▼▼▼

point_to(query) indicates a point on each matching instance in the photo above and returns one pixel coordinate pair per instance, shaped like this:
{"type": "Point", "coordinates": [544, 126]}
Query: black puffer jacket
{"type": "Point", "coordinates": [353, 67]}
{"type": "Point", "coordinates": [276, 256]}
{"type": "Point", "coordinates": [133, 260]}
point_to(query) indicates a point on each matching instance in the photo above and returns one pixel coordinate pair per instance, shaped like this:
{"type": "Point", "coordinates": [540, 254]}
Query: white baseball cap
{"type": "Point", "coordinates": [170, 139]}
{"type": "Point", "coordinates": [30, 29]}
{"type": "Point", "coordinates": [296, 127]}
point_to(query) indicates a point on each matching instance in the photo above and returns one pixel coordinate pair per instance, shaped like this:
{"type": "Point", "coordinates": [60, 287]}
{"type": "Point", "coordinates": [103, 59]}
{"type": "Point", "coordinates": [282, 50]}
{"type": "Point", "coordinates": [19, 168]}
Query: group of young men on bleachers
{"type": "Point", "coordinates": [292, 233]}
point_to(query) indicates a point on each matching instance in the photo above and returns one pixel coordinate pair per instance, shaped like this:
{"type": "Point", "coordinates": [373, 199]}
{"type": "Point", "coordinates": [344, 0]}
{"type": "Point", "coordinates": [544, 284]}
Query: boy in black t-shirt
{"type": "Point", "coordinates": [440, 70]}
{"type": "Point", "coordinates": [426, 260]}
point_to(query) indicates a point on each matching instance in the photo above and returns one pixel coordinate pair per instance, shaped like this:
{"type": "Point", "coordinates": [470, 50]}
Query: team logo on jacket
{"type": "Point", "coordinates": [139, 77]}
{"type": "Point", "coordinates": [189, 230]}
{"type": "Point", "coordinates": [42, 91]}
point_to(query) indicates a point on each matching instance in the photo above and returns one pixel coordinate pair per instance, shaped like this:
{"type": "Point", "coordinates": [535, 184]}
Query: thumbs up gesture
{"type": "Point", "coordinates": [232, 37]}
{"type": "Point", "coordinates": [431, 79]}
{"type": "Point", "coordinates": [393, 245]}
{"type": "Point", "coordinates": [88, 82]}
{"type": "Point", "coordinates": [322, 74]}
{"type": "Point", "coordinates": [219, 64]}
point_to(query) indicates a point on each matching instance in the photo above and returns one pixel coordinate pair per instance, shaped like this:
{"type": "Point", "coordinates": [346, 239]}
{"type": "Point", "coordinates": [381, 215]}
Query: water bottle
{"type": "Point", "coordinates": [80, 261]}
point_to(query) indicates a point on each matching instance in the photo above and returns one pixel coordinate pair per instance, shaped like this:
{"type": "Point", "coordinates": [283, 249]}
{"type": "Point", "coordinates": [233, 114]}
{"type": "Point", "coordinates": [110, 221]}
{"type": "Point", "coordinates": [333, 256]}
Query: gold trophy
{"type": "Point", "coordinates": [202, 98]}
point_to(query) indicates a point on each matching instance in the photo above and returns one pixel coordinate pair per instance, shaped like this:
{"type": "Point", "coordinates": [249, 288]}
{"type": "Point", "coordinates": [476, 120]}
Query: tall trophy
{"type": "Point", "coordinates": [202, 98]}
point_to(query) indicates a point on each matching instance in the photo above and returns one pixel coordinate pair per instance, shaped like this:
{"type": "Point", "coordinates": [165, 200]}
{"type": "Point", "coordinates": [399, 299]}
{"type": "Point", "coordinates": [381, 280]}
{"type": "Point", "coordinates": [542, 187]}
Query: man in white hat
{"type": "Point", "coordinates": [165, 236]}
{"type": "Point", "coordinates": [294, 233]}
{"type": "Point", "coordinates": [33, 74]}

▲▲▲

• [Set exercise]: Transcribe every entry exactly.

• [Solved exercise]:
point_to(query) indicates a point on each matching instance in the photo above and returns one pixel coordinate pair per instance, shaped like this:
{"type": "Point", "coordinates": [544, 126]}
Query: black puffer jacket
{"type": "Point", "coordinates": [353, 67]}
{"type": "Point", "coordinates": [276, 256]}
{"type": "Point", "coordinates": [133, 260]}
point_to(query) indicates a point on each matching instance in the photo above and returns one pixel coordinate pair per instance, shaped like this:
{"type": "Point", "coordinates": [540, 254]}
Query: white baseball cap
{"type": "Point", "coordinates": [170, 139]}
{"type": "Point", "coordinates": [30, 29]}
{"type": "Point", "coordinates": [296, 127]}
point_to(query) indicates a point on each matching instance in the photo above and returns one pixel coordinate pair per instance, shaped like this:
{"type": "Point", "coordinates": [60, 287]}
{"type": "Point", "coordinates": [103, 59]}
{"type": "Point", "coordinates": [282, 50]}
{"type": "Point", "coordinates": [19, 168]}
Query: group of young men on bleachers
{"type": "Point", "coordinates": [292, 233]}
point_to(query) indicates a point on each matching instance in the photo above and returns one pixel coordinate pair per instance, shaped like this:
{"type": "Point", "coordinates": [373, 199]}
{"type": "Point", "coordinates": [344, 0]}
{"type": "Point", "coordinates": [544, 284]}
Query: boy in black t-shirt
{"type": "Point", "coordinates": [440, 70]}
{"type": "Point", "coordinates": [426, 260]}
point_to(query) indicates a point on each matching instance in the photo above and returns one pixel coordinate pair per instance, shaped like this:
{"type": "Point", "coordinates": [470, 50]}
Query: team logo on jacket
{"type": "Point", "coordinates": [139, 77]}
{"type": "Point", "coordinates": [189, 230]}
{"type": "Point", "coordinates": [42, 91]}
point_to(query) indicates a point on each matching instance in the photo above and returns one pixel coordinate pair per instance, shaped like this:
{"type": "Point", "coordinates": [535, 184]}
Query: thumbs up gesture
{"type": "Point", "coordinates": [232, 37]}
{"type": "Point", "coordinates": [431, 79]}
{"type": "Point", "coordinates": [393, 245]}
{"type": "Point", "coordinates": [88, 82]}
{"type": "Point", "coordinates": [322, 74]}
{"type": "Point", "coordinates": [219, 64]}
point_to(query) indicates a point on each matching instance in the photo above and returns one pixel coordinate pair per instance, shaped like this:
{"type": "Point", "coordinates": [346, 239]}
{"type": "Point", "coordinates": [381, 215]}
Query: water bottle
{"type": "Point", "coordinates": [80, 261]}
point_to(query) indicates a point on each matching instance in the photo above and returns one pixel coordinate pair per instance, shaped like this:
{"type": "Point", "coordinates": [283, 249]}
{"type": "Point", "coordinates": [233, 114]}
{"type": "Point", "coordinates": [110, 221]}
{"type": "Point", "coordinates": [333, 256]}
Query: gold trophy
{"type": "Point", "coordinates": [202, 98]}
point_to(query) indicates a point on each matching instance in the photo above and returns one pixel coordinate pair per instance, shaped like this:
{"type": "Point", "coordinates": [249, 288]}
{"type": "Point", "coordinates": [476, 120]}
Query: tall trophy
{"type": "Point", "coordinates": [202, 98]}
point_to(query) indicates a point on each matching instance in the photo above and returns one pixel coordinate pair per instance, shaped like this:
{"type": "Point", "coordinates": [165, 200]}
{"type": "Point", "coordinates": [399, 299]}
{"type": "Point", "coordinates": [381, 280]}
{"type": "Point", "coordinates": [542, 187]}
Query: man in white hat
{"type": "Point", "coordinates": [165, 236]}
{"type": "Point", "coordinates": [294, 233]}
{"type": "Point", "coordinates": [33, 74]}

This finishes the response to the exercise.